I would prefer to do a BRT line for the Mid-City Transitway. A BRT line could be located on Cicero itself, in the ROW of the Belt Railway, or some combination of the two. It could be in the railway corridor and then detour to meet existing rail stations, saving the expense of transfer bridges and making the system more user-friendly. Buses could board the line at any point and speed to any other point, so direct O'Hare-Midway services could coexist with "local" services and "limited" services. Laying reinforced concrete pavement is much cheaper than laying rails and ballast, and there's no power distribution or signaling systems to worry about. CTA could also recoup costs by opening the busway to authorized private operators to run specialized regional services (Van Galder, for example). The cost savings over heavy rail would be tremendous, even more than LRT. You could put the savings toward an Inner Circumferential line on the Indiana Harbor Belt (DMUs). |
The debate between LRT & BRT will go on forever, I've yet to see a BRT system that delivers on its promises in North America, & most LRT routes have not had significant changes in land uses to match the successes of European Light Rail systems. I just think that the combination of rail ROW & multimodal connections of any proposed Mid-City transitway, would benefit from using rail technology.
────────
* What you should do *
Reproduce the full discussion of bus rapid transit versus rail for the Mid-City Transitway word for word.

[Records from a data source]
────────
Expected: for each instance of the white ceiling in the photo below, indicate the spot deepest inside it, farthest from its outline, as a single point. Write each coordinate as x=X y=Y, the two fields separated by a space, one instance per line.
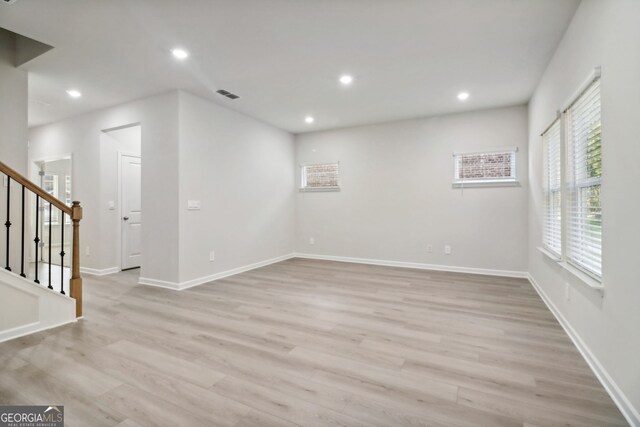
x=409 y=58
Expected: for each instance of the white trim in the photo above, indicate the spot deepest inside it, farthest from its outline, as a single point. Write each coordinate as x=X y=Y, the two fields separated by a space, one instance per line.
x=318 y=189
x=489 y=150
x=595 y=74
x=30 y=328
x=417 y=265
x=622 y=402
x=159 y=283
x=96 y=272
x=179 y=286
x=584 y=277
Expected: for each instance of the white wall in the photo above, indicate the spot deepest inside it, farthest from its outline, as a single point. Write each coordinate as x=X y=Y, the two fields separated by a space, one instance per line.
x=606 y=34
x=13 y=136
x=242 y=171
x=26 y=307
x=397 y=196
x=239 y=168
x=95 y=179
x=13 y=106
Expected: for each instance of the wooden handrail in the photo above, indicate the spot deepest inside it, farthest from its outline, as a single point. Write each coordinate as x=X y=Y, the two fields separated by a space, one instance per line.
x=17 y=177
x=74 y=212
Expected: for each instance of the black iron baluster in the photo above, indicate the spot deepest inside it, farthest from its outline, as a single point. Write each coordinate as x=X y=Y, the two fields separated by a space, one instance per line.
x=62 y=254
x=8 y=223
x=50 y=221
x=22 y=239
x=37 y=239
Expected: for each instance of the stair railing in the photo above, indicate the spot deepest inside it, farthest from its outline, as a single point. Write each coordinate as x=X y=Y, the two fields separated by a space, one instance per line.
x=41 y=198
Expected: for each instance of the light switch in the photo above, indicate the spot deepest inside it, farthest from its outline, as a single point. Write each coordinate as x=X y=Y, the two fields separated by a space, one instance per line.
x=193 y=205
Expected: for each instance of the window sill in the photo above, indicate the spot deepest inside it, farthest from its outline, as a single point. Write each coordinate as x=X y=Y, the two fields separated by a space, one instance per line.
x=493 y=183
x=550 y=254
x=318 y=189
x=585 y=278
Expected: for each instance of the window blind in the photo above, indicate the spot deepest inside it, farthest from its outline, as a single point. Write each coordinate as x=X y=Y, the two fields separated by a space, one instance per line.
x=485 y=167
x=584 y=176
x=321 y=176
x=552 y=189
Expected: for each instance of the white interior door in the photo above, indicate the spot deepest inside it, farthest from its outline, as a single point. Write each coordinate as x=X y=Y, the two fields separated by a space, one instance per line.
x=131 y=210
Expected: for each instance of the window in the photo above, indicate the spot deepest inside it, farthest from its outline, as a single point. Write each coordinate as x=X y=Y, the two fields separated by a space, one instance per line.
x=321 y=177
x=485 y=167
x=551 y=187
x=50 y=185
x=584 y=178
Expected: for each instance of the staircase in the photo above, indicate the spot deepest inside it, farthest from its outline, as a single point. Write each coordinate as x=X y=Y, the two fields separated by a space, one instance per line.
x=36 y=291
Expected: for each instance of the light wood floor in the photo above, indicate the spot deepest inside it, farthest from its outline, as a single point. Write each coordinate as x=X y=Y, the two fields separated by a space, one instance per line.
x=310 y=343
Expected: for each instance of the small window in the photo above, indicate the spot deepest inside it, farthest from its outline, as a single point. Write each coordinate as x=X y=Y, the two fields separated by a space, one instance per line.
x=552 y=189
x=584 y=180
x=490 y=167
x=323 y=177
x=50 y=185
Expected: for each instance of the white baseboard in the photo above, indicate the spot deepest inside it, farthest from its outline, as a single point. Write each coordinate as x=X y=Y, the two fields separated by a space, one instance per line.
x=619 y=398
x=201 y=280
x=28 y=329
x=96 y=272
x=159 y=283
x=417 y=265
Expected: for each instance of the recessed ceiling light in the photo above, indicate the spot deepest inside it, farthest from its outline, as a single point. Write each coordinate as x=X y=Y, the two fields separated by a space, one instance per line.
x=346 y=79
x=180 y=53
x=74 y=93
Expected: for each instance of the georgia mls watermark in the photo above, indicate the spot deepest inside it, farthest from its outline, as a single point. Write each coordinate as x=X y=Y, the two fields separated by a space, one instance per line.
x=32 y=416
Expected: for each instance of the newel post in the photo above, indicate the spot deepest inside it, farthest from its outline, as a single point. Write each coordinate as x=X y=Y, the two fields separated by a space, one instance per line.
x=76 y=280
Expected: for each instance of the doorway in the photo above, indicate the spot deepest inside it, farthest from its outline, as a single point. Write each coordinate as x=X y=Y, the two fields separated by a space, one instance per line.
x=123 y=146
x=131 y=211
x=53 y=229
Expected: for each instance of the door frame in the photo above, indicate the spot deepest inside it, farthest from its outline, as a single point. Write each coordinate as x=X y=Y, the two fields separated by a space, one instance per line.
x=33 y=175
x=121 y=155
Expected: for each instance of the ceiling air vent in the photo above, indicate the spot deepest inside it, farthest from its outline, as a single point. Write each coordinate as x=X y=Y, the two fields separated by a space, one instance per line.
x=227 y=94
────────
* Problem solution *
I would prefer to do a BRT line for the Mid-City Transitway. A BRT line could be located on Cicero itself, in the ROW of the Belt Railway, or some combination of the two. It could be in the railway corridor and then detour to meet existing rail stations, saving the expense of transfer bridges and making the system more user-friendly. Buses could board the line at any point and speed to any other point, so direct O'Hare-Midway services could coexist with "local" services and "limited" services. Laying reinforced concrete pavement is much cheaper than laying rails and ballast, and there's no power distribution or signaling systems to worry about. CTA could also recoup costs by opening the busway to authorized private operators to run specialized regional services (Van Galder, for example). The cost savings over heavy rail would be tremendous, even more than LRT. You could put the savings toward an Inner Circumferential line on the Indiana Harbor Belt (DMUs). |
The debate between LRT & BRT will go on forever, I've yet to see a BRT system that delivers on its promises in North America, & most LRT routes have not had significant changes in land uses to match the successes of European Light Rail systems. I just think that the combination of rail ROW & multimodal connections of any proposed Mid-City transitway, would benefit from using rail technology.